* **TO DO**
• A. Return the passage of the Escalate Alerts page from "randomnote1 edited this" up to and including "the escalate.alert.config file.", copied word for word.
• B. Extend the Escalate Alerts page past its final line.

* **SOURCE PASSAGE**

Skip to content

Escalate Alerts

randomnote1 edited this page Apr 22, 2021 · 1 revision

Escalate Alerts

The Escalate SCOM Alerts rule executes a powershell script on a timed schedule (default is 5 minutes) which updates the resolution state on alerts based on the escalate.alert.config file.

Config File

The escalate.alert.config file is comprised of alertStormRules, rules, and exceptions.

Alert Storm Rule

The alert storm rules define what constitutes an alert storm.

Alert Storm Rule Attributes

  • name: A logical group which is applied to the rules. This is used strictly for organizational purposes.
  • enabled: Specifies if the rule is processed or not.

Alert Storm Rule Elements

  • Sequence: The order in which the rule should be processed.
  • Property: The property on which to filter the alerts.
  • Criteria: The criteria for the Get-SCOMAlert cmdlet.
  • Count: The threshold (in minutes) for the number of alerts which is considered a storm.
  • Window: The period (in minutes) over which to group alerts.
  • NewResolutionState: The ID of the new resolution state which identifies the alert as being part of a storm.
  • Comment: A string which is added to the alert when the alert is updated about the change which was made.
  • SendNotification: Y/N value for if a notification is emailed to an address.
  • NotificationRecipients: The email address which receives the notification.

* **DATA SECTION**
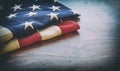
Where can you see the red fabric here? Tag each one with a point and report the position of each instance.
(68, 26)
(30, 39)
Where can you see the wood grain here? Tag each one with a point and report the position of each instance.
(95, 47)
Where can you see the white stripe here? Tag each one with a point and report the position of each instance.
(10, 46)
(50, 32)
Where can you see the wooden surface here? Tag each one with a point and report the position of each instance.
(95, 47)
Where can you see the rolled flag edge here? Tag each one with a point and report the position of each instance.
(48, 33)
(5, 34)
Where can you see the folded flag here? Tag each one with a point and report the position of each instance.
(45, 34)
(20, 18)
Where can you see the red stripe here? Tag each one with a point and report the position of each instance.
(68, 26)
(30, 39)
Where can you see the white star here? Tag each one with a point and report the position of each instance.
(34, 7)
(75, 12)
(31, 14)
(11, 16)
(28, 24)
(54, 8)
(16, 7)
(53, 15)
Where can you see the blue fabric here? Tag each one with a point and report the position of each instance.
(40, 20)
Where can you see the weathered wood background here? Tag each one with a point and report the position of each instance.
(95, 47)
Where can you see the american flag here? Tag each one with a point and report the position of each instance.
(24, 17)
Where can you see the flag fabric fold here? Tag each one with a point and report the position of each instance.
(21, 18)
(45, 34)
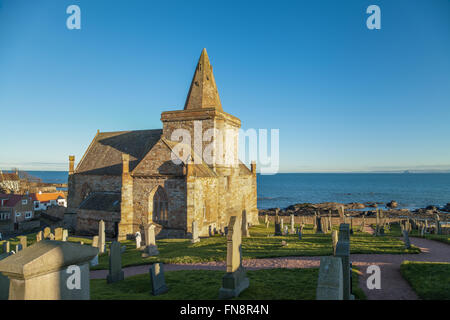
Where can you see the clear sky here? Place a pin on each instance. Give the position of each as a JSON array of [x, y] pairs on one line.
[[344, 97]]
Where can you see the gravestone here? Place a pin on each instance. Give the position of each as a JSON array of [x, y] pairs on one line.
[[343, 252], [245, 232], [334, 239], [23, 241], [95, 242], [292, 231], [157, 279], [115, 263], [44, 270], [278, 228], [101, 236], [150, 243], [195, 237], [47, 232], [58, 234], [138, 239], [235, 280], [319, 225], [330, 285], [406, 239], [65, 235], [6, 247]]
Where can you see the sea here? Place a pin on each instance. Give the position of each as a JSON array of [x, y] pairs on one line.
[[410, 190]]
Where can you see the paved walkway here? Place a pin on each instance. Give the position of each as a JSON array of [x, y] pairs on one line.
[[393, 286]]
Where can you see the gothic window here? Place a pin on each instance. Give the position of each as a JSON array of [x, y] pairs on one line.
[[160, 207]]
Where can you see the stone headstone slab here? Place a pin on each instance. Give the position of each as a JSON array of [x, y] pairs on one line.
[[195, 237], [115, 263], [6, 247], [235, 280], [65, 235], [157, 279], [58, 234], [138, 239], [42, 271], [330, 285]]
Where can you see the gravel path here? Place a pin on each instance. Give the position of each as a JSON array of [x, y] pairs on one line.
[[393, 286]]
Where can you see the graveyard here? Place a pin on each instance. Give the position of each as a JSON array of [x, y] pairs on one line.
[[268, 261]]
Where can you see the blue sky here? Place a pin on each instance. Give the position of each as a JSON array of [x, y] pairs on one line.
[[344, 97]]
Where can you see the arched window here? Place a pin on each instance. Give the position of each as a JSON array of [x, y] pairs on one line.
[[160, 207]]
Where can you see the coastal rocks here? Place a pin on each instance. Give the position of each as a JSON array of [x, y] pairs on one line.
[[392, 204]]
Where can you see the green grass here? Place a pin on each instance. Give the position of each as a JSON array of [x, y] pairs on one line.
[[396, 232], [430, 280], [261, 244], [268, 284]]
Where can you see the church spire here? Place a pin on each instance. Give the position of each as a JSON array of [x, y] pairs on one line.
[[203, 91]]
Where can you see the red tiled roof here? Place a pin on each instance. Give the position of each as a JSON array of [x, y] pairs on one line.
[[11, 199], [46, 197]]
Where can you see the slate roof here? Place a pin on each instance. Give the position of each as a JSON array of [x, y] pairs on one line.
[[104, 155], [102, 201]]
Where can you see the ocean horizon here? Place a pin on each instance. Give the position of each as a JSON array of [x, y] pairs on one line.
[[410, 190]]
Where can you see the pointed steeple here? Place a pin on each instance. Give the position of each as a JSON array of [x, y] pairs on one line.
[[203, 91]]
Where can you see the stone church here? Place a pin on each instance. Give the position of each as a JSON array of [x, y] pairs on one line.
[[130, 179]]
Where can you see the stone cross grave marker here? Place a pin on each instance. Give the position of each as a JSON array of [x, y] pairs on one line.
[[235, 280], [157, 279], [115, 263]]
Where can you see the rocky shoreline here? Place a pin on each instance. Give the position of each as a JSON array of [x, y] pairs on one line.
[[355, 209]]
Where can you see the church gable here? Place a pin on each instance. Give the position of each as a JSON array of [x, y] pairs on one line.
[[104, 155], [158, 162]]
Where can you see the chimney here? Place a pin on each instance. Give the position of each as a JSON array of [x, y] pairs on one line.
[[253, 167], [71, 164], [125, 163]]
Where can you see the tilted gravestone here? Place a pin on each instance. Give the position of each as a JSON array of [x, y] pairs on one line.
[[101, 236], [23, 242], [6, 247], [157, 279], [343, 252], [278, 228], [319, 225], [138, 239], [150, 249], [406, 239], [292, 230], [115, 263], [195, 237], [65, 235], [245, 232], [334, 239], [49, 270], [58, 234], [235, 280], [330, 285], [47, 232]]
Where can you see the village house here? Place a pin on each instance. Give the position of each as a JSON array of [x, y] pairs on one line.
[[130, 179], [15, 208], [41, 201], [9, 182]]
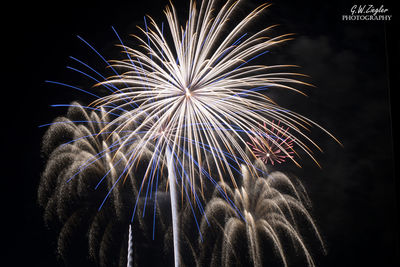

* **OUTPUTS**
• A.
randomnote1 edited this page Apr 22, 2021 · 1 revision

Escalate Alerts

The Escalate SCOM Alerts rule executes a powershell script on a timed schedule (default is 5 minutes) which updates the resolution state on alerts based on the escalate.alert.config file.

• B.
Alert Storm Rule Examples

Alert Name

Declare an alert storm when 10 or more alerts with the same name are generated over a 5 minute period.

<stormRule name="Alert Count by Name" enabled="true">
  <Sequence>100</Sequence>
  <Property>Name</Property>
  <Criteria><![CDATA[ResolutionState<>255]]></Criteria>
  <Count>10</Count>
  <Window>5</Window>
  <NewResolutionState>18</NewResolutionState>
  <Comment><![CDATA[Alert updated by the alert automation: Alert Storm]]></Comment>
  <SendNotification>N</SendNotification>
  <NotificationRecipients>[email protected]</NotificationRecipients>
</stormRule>
Monitoring Object

Declare an alert storm when 10 or more alerts with the same monitoring object ID are generated over a 5 minute period.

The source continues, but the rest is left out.